Provided passage.
Speech recognition: Our view on how the market will evolve for enterprise and consumer use cases
Alexa – Please repeat my standard grocery order
OK Google – Play the latest Arijit Singh songs
Siri – Is it raining in Mumbai today?
Such commands have become a common part of our day to day life. But it doesn’t just stop here, we were far more intrigued when we found out that our office boy gives commands in Hindi to search for his favorite video on Youtube and our household help uses only WhatsApp audio feature to communicate because she doesn’t know English and Kannadiga/Hindi keyboards are difficult to use. Speaking is more natural, more intuitive, more human. Increasing smart speaker’s penetration, voice commerce via Alexa and high adoption of voice search in vernacular user-base show significant value-add of the speech interface to consumers.
On the technology front, access to a large amount of data, digital speech print of millions of consumers and the advancement of AI are key drivers of high levels of accuracy in speech recognition. The ability of voice assistants to fulfill various tasks has crossed the threshold for large scale acceptance; especially in navigation, search and command with commerce closely catching up. In other use cases, the ability only gets better with data.
This technology advancement coupled with the convenience of speaking has made it possible to build intelligent actionable insights using voice.
New voice-based platforms competing with Google and Amazon will be hard to create
Globally, voice technology development has been led by big tech companies – Google, Amazon, Microsoft, and Apple in the US and Baidu, Tencent & Alibaba in China. Google offers Speech to text (STT) APIs in 130 languages (12 Indian) with fairly high accuracy for the general purpose use case. Google also gives flexibility to the user to upload their own vocabulary and training data for better results in a more specific use case. Alexa provides 80000+ skills to developers to create Alexa apps of which the most popular are in gaming, music, lifestyle. A number of Indian players have also built platforms with their in-house ASR and NLP (Automatic Speech Recognition and Natural language programming) engine for vernacular language communication.

Record excerpts.
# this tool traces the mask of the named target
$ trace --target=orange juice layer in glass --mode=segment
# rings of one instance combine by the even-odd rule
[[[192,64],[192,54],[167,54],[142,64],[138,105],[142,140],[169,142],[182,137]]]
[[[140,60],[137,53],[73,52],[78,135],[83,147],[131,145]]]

...

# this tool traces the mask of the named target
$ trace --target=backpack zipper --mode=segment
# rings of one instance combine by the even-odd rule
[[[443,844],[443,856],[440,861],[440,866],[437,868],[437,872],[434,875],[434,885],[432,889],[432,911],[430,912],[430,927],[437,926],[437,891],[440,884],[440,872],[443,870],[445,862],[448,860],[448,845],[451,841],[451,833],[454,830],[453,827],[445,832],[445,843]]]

--

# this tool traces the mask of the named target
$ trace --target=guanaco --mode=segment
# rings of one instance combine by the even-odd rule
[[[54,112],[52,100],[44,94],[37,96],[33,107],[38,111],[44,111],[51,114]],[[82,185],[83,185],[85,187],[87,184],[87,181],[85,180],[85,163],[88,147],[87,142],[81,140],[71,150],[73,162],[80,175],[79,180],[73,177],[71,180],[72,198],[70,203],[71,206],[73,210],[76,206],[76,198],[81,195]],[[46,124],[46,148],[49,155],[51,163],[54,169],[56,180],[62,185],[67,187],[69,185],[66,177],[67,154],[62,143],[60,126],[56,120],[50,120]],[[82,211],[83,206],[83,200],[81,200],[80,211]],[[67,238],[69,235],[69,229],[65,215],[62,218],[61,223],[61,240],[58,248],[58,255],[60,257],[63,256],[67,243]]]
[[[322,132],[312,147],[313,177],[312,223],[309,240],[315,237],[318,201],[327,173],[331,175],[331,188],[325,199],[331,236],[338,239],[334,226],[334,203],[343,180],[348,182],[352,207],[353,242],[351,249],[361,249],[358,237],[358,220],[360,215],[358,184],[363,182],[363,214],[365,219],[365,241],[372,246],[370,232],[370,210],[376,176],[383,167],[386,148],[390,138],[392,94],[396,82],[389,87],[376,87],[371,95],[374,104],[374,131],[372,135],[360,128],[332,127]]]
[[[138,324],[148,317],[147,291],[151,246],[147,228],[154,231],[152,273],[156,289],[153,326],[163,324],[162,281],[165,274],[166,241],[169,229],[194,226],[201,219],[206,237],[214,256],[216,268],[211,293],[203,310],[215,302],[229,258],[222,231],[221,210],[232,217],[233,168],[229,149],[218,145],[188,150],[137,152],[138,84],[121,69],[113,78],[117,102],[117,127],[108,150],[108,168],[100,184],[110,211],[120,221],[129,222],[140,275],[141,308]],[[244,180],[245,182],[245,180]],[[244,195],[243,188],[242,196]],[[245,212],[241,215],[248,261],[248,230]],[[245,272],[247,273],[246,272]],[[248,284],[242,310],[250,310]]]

Tasks to perform.
**a.** Render this sentence from the speech recognition article in Spanish: "Speaking is more natural, more intuitive, more human."
**b.** Please retype a section of the speech recognition article, beginning at the words "Speech recognition: Our" and stopping after "interface to consumers.".
Work only from the speech recognition article.

Exercise answers.
**a.** Hablar es más natural, más intuitivo, más humano.

**b.**
Speech recognition: Our view on how the market will evolve for enterprise and consumer use cases
Alexa – Please repeat my standard grocery order
OK Google – Play the latest Arijit Singh songs
Siri – Is it raining in Mumbai today?
Such commands have become a common part of our day to day life. But it doesn’t just stop here, we were far more intrigued when we found out that our office boy gives commands in Hindi to search for his favorite video on Youtube and our household help uses only WhatsApp audio feature to communicate because she doesn’t know English and Kannadiga/Hindi keyboards are difficult to use. Speaking is more natural, more intuitive, more human. Increasing smart speaker’s penetration, voice commerce via Alexa and high adoption of voice search in vernacular user-base show significant value-add of the speech interface to consumers.